### PROVIDED DATA
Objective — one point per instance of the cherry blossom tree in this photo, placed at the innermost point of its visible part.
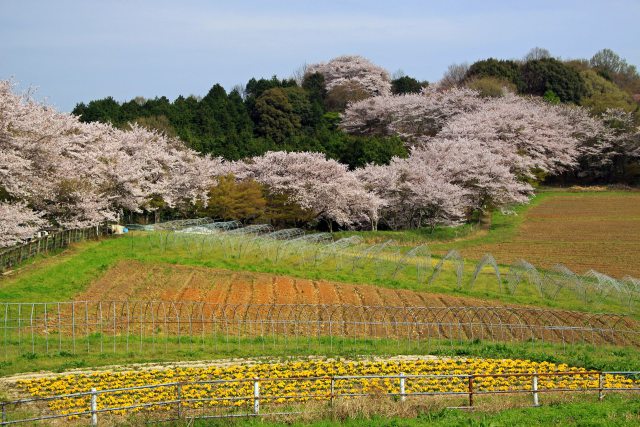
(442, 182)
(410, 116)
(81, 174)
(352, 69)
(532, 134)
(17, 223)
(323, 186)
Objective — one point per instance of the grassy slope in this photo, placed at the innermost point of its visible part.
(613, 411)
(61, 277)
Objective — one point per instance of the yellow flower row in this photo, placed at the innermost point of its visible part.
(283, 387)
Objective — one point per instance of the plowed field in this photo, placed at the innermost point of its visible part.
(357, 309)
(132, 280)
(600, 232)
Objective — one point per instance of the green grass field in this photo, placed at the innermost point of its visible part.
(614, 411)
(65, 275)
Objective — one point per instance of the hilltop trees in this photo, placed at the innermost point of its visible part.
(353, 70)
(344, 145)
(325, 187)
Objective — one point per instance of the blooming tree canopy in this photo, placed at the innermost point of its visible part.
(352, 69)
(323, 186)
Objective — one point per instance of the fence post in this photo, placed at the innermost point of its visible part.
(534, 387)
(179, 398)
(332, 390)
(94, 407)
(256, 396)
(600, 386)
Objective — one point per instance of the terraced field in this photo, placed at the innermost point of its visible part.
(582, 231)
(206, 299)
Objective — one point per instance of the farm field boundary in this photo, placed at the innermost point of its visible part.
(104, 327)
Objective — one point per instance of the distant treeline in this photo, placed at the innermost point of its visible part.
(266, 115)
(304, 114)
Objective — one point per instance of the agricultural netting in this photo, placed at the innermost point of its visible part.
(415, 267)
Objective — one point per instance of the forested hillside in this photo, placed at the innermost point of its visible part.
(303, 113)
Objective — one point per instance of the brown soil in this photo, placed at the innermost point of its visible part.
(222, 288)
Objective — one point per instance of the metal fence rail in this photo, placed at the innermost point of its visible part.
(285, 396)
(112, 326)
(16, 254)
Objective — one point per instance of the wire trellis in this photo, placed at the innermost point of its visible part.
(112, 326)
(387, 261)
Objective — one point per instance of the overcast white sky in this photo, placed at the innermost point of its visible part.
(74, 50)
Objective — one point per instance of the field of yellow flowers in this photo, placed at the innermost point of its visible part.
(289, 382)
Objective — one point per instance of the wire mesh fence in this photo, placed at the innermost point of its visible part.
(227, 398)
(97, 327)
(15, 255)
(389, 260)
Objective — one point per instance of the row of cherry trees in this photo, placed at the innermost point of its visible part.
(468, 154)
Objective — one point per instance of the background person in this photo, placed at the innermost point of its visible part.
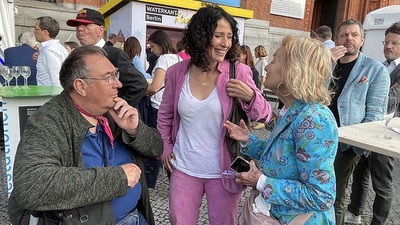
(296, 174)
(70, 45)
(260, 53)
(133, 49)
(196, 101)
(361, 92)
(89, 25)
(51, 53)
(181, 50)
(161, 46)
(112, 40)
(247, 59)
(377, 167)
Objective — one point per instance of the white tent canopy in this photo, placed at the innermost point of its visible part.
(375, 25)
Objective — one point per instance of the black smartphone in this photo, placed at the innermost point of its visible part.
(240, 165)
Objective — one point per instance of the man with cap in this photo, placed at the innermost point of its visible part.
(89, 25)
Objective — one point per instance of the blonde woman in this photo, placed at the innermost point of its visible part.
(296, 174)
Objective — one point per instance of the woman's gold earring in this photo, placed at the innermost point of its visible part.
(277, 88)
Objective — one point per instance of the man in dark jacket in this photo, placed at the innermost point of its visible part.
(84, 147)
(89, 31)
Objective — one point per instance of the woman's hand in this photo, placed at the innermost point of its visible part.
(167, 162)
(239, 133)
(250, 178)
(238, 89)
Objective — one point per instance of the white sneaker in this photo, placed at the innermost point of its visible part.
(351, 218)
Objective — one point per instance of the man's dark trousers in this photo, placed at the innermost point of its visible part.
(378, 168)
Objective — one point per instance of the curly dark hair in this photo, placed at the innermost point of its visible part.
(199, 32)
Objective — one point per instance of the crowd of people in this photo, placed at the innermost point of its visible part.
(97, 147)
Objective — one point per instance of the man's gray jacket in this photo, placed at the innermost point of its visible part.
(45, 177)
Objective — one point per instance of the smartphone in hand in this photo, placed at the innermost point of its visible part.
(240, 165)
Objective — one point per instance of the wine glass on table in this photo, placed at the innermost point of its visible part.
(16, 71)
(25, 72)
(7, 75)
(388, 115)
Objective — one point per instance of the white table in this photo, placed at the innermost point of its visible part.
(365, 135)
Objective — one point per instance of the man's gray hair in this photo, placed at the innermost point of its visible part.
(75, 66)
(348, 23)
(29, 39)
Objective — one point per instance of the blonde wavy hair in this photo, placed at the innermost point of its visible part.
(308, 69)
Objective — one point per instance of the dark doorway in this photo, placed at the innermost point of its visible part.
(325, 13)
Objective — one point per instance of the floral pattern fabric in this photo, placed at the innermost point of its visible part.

### WORK REQUEST
Please print the material exactly as given above, omitting the pictures.

### WORKED SOLUTION
Objective — one point per instance of the cherry blossom tree in this photo, placed at the innermost point of its visible part.
(442, 182)
(410, 116)
(81, 174)
(352, 69)
(532, 134)
(17, 223)
(323, 186)
Objective — one point per instance of the grassy slope in this photo, placed at the innermost point of its visible part.
(613, 411)
(61, 277)
Objective — one point per instance of the yellow flower row in this photo, placed at the innermost point of its visible part.
(283, 387)
Objective — one point per instance of the plowed field in this photo, placed at the innermost point of its visible part.
(357, 309)
(132, 280)
(600, 232)
Objective — one point per instance of the green grass field in this photo, placed at the innermost point of its visible part.
(614, 411)
(65, 275)
Objective — one point per instance of the hilltop trees in this photo, placed at the innermost point of its visible part.
(353, 70)
(344, 145)
(325, 187)
Objective — one point per instance of the blooming tree canopy in this photo, placed at the innermost point of its visible part.
(352, 69)
(323, 186)
Objective — one point per instance of the fence post in this photo, placed at the innermost point of its visible part.
(534, 387)
(179, 398)
(332, 390)
(94, 407)
(256, 396)
(600, 386)
Objective — one point per instance of the terraced field in this photo, placed at the innermost point of its visible part.
(582, 231)
(206, 299)
Objective — one point per instance of the farm field boundary in this photo, placed at the innermost point of its visible part.
(104, 327)
Objective — one point per instance of the distant treeline in this photo, placed at the innermost point of its visible part.
(266, 115)
(304, 114)
Objective — one point per instance of the agricultural netting in this photo, placed at the innermost point of its visible part.
(415, 267)
Objective — one point per instance of the forested hillside in this photo, placed at the innermost point of its visible part.
(303, 113)
Objective — one point per instance of the brown soil in this photo, placed at the innermost point of its visible part.
(222, 288)
Objective — one point per instance of the metal fence rail in this photo, placed at the innermost point of its visible part.
(285, 396)
(112, 326)
(16, 254)
Objective — one point per instance of the wire trellis in this photo, placed at the innermost point of its visible part.
(112, 326)
(387, 261)
Objective — one point per instance of the overcast white sky in this photo, placed at the innermost point of its visible part.
(74, 50)
Objective — one point per instance of the field of yellow flowers in this photo, placed at the innermost point of its visible part.
(289, 382)
Objective — one point per instance of the wire mesh fence in this photo, placed at the innermost point of its visible part.
(227, 398)
(97, 327)
(15, 255)
(389, 260)
Objective — one point per instance of the row of cherry trees in this photo, placed at the innermost point of its visible part.
(468, 154)
Objective — one point per instance of the background person in this photo, placed at the innermost point of its visible part.
(296, 174)
(70, 45)
(260, 53)
(133, 49)
(196, 101)
(361, 92)
(89, 25)
(51, 53)
(181, 50)
(161, 46)
(112, 40)
(247, 59)
(377, 167)
Objective — one point per instance of the white tent canopy in this photo, placed at the innermost point of its visible part.
(375, 25)
Objective — one point per instance of the black smartphone in this photo, placed at the innermost point of its visible part.
(240, 165)
Objective — one point per instance of the man with cap in this photo, placed at the innermost point of its visible part.
(89, 25)
Objective — one point per instance of the blonde woman in this photo, placed at the innermost point of its visible part.
(296, 174)
Objective — one point per instance of the woman's gold earring in this photo, placed at the innermost point of its visible part.
(277, 88)
Objective — one point per instance of the man in dark jacket in this photo, placed at the innermost point of its visible part.
(84, 147)
(89, 31)
Objective — one point per instance of the woman's hand in this photo, placed at the innermost point of its visible part.
(167, 162)
(239, 133)
(250, 178)
(238, 89)
Objective — one point per instance of the white sneaker in this photo, placed at the innermost point of its visible part.
(351, 218)
Objective — one point per instance of the man's dark trousers in this photo, placed at the innermost point of its visible part.
(378, 168)
Objective — one point per instance of the curly dark hair in this photo, placed at the innermost point of its visible part.
(199, 32)
Objective — one point per instance of the crowd of people in this photo, placed at the innermost point of its visible part.
(97, 147)
Objective — one point per instance of the man's gray jacket in this photo, placed at the innermost point of its visible part.
(45, 177)
Objective — one point per instance of the smartphone in hand in this photo, placed at the innermost point of its visible part.
(240, 165)
Objective — one point per instance of the wine glass on table in this photo, placed at the innermost point of its visible part.
(16, 71)
(25, 72)
(7, 75)
(388, 115)
Objective — one point per instance of the white table in this photo, placed at the innermost point of its visible part.
(365, 135)
Objective — one point per instance of the man's gray hair in this photo, placed at the innermost point of its visible part.
(75, 66)
(348, 23)
(29, 39)
Objective — one point per instance of the blonde wavy hair in this photo, placed at the innermost point of its visible part.
(308, 69)
Objective — one point per instance of the dark doorway in this photo, placed at the innermost point of its visible part.
(325, 13)
Objective — one point per instance of the floral pattern fabric in this photo, placed at the innermost point of its visible part.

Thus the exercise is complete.